Records from a dataset
+ + +
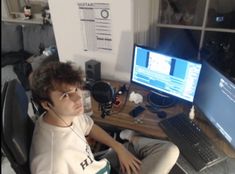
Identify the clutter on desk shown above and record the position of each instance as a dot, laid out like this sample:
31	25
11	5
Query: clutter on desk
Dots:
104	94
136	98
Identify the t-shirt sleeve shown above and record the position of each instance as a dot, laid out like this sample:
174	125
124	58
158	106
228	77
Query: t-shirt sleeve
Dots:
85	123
+ + +
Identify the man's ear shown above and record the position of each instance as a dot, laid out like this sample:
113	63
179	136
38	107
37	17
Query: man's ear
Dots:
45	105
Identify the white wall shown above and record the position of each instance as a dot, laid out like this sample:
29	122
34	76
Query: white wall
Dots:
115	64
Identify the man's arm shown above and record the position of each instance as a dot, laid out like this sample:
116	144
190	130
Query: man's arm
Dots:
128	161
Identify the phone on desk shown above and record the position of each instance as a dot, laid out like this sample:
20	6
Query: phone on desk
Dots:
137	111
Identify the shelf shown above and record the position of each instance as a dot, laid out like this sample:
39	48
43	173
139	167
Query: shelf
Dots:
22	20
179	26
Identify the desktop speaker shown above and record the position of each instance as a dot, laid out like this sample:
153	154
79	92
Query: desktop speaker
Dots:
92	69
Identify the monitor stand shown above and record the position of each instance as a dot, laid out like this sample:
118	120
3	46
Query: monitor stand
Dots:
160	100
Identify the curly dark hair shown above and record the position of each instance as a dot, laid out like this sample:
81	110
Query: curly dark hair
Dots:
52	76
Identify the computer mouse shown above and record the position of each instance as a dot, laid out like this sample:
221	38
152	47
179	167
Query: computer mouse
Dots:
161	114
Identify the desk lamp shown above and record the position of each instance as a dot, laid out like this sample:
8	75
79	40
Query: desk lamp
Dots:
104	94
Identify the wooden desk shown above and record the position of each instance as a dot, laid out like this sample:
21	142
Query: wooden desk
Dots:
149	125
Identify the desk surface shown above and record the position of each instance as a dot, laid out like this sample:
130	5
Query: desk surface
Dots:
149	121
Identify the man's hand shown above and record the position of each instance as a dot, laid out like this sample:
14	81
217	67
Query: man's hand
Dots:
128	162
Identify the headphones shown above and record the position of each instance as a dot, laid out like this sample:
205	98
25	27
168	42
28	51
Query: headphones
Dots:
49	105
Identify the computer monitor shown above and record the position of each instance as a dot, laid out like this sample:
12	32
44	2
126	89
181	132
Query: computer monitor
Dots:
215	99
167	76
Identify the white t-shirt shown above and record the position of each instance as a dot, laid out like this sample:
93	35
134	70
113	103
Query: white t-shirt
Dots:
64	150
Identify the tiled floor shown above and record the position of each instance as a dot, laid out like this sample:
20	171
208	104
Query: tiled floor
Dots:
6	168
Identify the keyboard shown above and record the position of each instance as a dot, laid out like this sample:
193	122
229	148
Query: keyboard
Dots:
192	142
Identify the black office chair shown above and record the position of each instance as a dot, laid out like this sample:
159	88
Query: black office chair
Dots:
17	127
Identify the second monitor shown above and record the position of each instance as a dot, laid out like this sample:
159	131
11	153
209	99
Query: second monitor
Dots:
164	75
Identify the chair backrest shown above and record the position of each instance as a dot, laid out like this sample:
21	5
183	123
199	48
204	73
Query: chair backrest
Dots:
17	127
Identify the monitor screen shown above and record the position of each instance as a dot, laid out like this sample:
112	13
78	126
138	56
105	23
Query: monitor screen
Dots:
+ + +
Identify every line in the rows that contains the word "screen", and copy each of those lines.

:: Exercise solution ::
Identify the monitor screen shown above and record the position of each instance as a dot, laid out like this sample:
Query: monitor screen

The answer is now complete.